Start of Extracted information

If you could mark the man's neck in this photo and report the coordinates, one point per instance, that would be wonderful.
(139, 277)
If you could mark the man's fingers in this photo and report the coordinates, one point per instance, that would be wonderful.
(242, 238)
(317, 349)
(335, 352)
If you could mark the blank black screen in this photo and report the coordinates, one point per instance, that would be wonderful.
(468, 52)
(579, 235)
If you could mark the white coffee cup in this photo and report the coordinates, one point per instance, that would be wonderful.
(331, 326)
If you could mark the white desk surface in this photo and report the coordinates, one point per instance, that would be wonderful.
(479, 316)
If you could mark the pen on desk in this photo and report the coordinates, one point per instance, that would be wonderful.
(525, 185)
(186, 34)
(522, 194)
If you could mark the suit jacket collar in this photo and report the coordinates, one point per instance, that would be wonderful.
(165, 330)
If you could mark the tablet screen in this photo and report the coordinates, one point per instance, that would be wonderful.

End of Extracted information
Start of Extracted information

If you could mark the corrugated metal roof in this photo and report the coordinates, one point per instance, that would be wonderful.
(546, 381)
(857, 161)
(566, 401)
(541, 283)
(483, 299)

End of Extracted information

» **Task prompt**
Echo the stretch of items above from the line containing "If you could mark the man's fingers" through the line containing "If you could mark the tablet", both lines included, with no changes at all.

» **Task solution**
If you could mark the man's fingers in this photo and report the coordinates, one point per instance, that would be wonderful.
(242, 238)
(317, 349)
(335, 352)
If you could mark the blank black screen in this photo and report the coordinates, one point per instance, that would be wonderful.
(468, 52)
(579, 235)
If you could mark the white coffee cup in this photo and report the coordinates, one point per instance, that would be wonderful.
(331, 326)
If you could mark the white desk surface in this photo and report the coordinates, one point per instance, that would be wonderful.
(479, 316)
If you could mark the pen on desk in this photo and report the coordinates, one point per instance, that would be wonderful.
(525, 185)
(186, 34)
(522, 194)
If you could mark the suit jacket collar in this photo and report the coordinates, one point per instance, that would be wonderful.
(165, 330)
If you could mark the tablet screen in this photo and report the coordinates, one point per instance, that would be wonderful.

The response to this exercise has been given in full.